● **作業一覧**
A - 体液恒常性についての文章のうち、「また、OVLTでは、Naxが」から「明らかになった2)(図3)。」までの部分を原文のまま出力してください。
B - 体液恒常性についての文章によると、OVLTでNaxが体液Na+濃度の増加を感知した後、グリア細胞から分泌されてTRPV4陽性ニューロンを活性化する物質は何ですか。

● **分析対象の文章**
|---|

ヒトを含む陸生動物には体液の状態を常に一定に保つ機構(体液恒常性)が備わっている。
例えば、脱水時には、喉が渇いたと感じたり、塩分の摂取を避ける。これは脳が常に体液状態をモニターしており、体液状態に応じて水分欲求や塩分欲求をコントロールしているためである。
体液情報のモニタリングは、脳弓下器官(SFO)や終板脈管器官(OVLT)、最後野(AP)と呼ばれる血液-脳関門が欠損している感覚性脳室周囲器官で行われている。
我々のこれまでの研究を中心に、それぞれの器官を起点とした水分および塩分摂取制御を司る神経機構が明らかになってきた1-8)。
ペプチドホルモンであるアンジオテンシンII (Ang II)は脱水時および脱塩時に血中濃度が上昇し、水分欲求と塩分欲求を促進させることが知られている。
我々の研究から、SFOに水分摂取を誘導する「水ニューロン」および塩分摂取を誘導する「塩ニューロン」が存在することが明らかになった4)。
水ニューロンおよび塩ニューロンはいずれもAng IIの受容体を発現していた。
脱水時においては、SFOのグリア細胞に発現しているNaxが体液Na+濃度の上昇を感知し、乳酸の分泌を介して抑制性であるGABAニューロンを活性化させて塩ニューロンの活動を抑えることによって、水分摂取行動を選択的に誘導していた4)(図1,2)。
一方、塩欠乏時においては、コレシストキニン(CCK)に応答する別のGABAニューロンが水ニューロンの活動を抑えることで、塩分摂取行動を選択的に誘導していた3)。
また、OVLTでは、Naxが体液Na+濃度の増加を感知した後、グリア細胞からのエポキシエイコサトリエン酸(EET)の分泌を介してTRPV4陽性ニューロンを活性化し、水分摂取行動を誘導することを明らかにした5)。
これとは独立に、OVLTにはSLC9A4を発現するニューロンが存在し、これがもう一つのNa+濃度センサーとして働くことによって水分摂取を誘導していることが明らかになった2)(図3)。
このニューロンにはAng II受容体も発現しており、Ang IIによる水分摂取誘導にも寄与していると推定される2)。

|---|

● **提供資料**

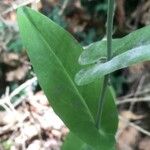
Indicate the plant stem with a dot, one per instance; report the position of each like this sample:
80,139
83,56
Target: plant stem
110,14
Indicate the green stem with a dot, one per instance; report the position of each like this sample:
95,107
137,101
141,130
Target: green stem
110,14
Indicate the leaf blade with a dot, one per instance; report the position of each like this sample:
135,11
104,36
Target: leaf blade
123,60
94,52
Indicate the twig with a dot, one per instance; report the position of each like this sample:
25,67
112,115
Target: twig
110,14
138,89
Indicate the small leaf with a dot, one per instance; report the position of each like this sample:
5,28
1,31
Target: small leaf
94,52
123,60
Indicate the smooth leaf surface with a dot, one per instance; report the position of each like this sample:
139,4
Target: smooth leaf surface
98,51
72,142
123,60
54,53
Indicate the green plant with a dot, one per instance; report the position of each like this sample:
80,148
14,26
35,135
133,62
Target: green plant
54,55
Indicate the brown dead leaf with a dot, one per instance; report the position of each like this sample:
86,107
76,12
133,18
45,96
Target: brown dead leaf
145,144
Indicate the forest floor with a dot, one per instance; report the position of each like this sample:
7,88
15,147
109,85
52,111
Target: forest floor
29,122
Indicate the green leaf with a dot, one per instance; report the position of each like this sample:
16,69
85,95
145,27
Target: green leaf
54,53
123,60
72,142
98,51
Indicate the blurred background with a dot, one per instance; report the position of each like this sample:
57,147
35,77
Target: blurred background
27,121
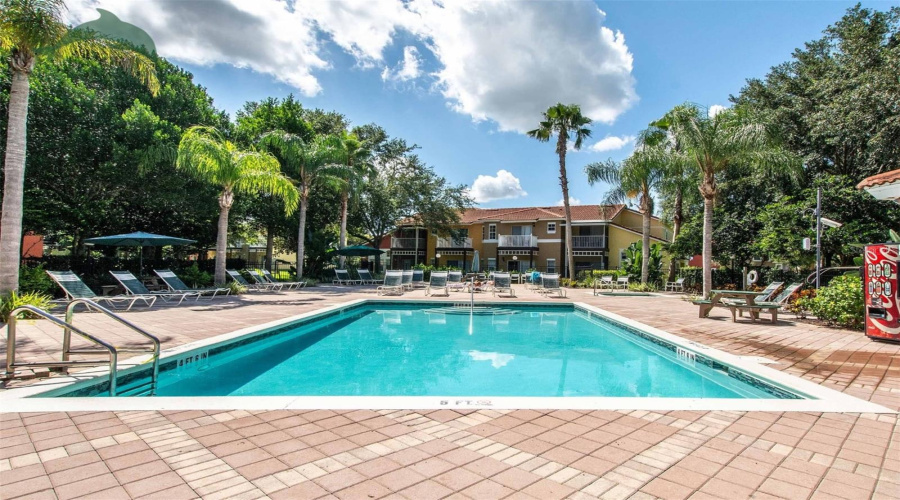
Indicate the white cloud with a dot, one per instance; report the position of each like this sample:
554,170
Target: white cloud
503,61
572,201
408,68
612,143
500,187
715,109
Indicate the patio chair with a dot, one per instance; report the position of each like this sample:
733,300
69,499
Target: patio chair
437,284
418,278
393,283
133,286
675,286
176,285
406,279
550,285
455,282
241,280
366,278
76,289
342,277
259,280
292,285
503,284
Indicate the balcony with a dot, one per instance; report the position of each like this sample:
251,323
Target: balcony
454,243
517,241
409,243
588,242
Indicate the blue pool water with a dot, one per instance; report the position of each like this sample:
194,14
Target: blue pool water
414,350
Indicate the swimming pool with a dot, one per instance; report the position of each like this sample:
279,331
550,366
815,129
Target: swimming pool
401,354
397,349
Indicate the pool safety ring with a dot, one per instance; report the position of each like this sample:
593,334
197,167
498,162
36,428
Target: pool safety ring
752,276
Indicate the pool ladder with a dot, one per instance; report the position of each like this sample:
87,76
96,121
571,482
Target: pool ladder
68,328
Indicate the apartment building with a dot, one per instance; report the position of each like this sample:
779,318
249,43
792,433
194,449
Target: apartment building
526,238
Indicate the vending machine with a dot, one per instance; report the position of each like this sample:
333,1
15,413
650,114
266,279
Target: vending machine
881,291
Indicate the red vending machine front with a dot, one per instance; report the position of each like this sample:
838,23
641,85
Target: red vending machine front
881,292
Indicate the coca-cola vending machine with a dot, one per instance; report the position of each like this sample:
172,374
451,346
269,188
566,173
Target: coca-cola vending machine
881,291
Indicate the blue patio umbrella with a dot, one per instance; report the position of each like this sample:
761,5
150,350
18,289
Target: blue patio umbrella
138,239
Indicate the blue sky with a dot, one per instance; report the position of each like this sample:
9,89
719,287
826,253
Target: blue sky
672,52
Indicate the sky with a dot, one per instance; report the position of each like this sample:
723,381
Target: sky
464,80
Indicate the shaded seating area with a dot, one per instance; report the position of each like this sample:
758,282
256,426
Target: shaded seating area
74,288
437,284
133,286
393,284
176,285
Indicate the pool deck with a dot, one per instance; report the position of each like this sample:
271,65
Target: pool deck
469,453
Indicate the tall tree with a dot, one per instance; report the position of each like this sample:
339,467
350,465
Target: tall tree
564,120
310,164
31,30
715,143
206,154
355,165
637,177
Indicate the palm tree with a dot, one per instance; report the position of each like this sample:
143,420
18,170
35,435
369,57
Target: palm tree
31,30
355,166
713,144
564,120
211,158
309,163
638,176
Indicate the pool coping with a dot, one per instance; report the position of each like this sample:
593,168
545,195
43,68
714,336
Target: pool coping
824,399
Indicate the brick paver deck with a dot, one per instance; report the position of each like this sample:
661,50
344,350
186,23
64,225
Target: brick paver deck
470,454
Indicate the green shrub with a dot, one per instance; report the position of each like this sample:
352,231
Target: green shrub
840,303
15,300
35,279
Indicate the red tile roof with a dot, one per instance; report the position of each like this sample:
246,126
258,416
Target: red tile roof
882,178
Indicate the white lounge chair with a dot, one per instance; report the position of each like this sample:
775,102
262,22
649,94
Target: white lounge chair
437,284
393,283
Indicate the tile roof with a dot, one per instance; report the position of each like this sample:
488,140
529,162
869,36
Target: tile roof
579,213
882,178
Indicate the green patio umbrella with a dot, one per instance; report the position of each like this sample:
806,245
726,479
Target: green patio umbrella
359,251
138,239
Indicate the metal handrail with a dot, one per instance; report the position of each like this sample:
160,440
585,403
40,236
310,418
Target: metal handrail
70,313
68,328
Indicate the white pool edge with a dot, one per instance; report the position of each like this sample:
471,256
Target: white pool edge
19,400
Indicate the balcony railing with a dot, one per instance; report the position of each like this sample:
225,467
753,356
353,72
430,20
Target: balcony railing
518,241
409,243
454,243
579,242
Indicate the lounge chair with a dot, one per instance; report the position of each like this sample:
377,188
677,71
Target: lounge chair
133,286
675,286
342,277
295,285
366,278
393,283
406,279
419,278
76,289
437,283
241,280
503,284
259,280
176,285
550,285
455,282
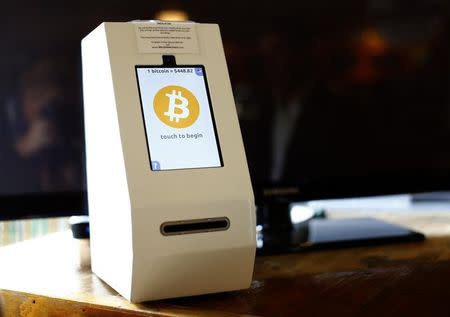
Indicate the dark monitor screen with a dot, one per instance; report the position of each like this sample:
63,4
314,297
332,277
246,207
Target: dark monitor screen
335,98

|---|

● **回答結果**
A -
また、OVLTでは、Naxが体液Na+濃度の増加を感知した後、グリア細胞からのエポキシエイコサトリエン酸(EET)の分泌を介してTRPV4陽性ニューロンを活性化し、水分摂取行動を誘導することを明らかにした5)。
これとは独立に、OVLTにはSLC9A4を発現するニューロンが存在し、これがもう一つのNa+濃度センサーとして働くことによって水分摂取を誘導していることが明らかになった2)(図3)。

B - エポキシエイコサトリエン酸(EET)です。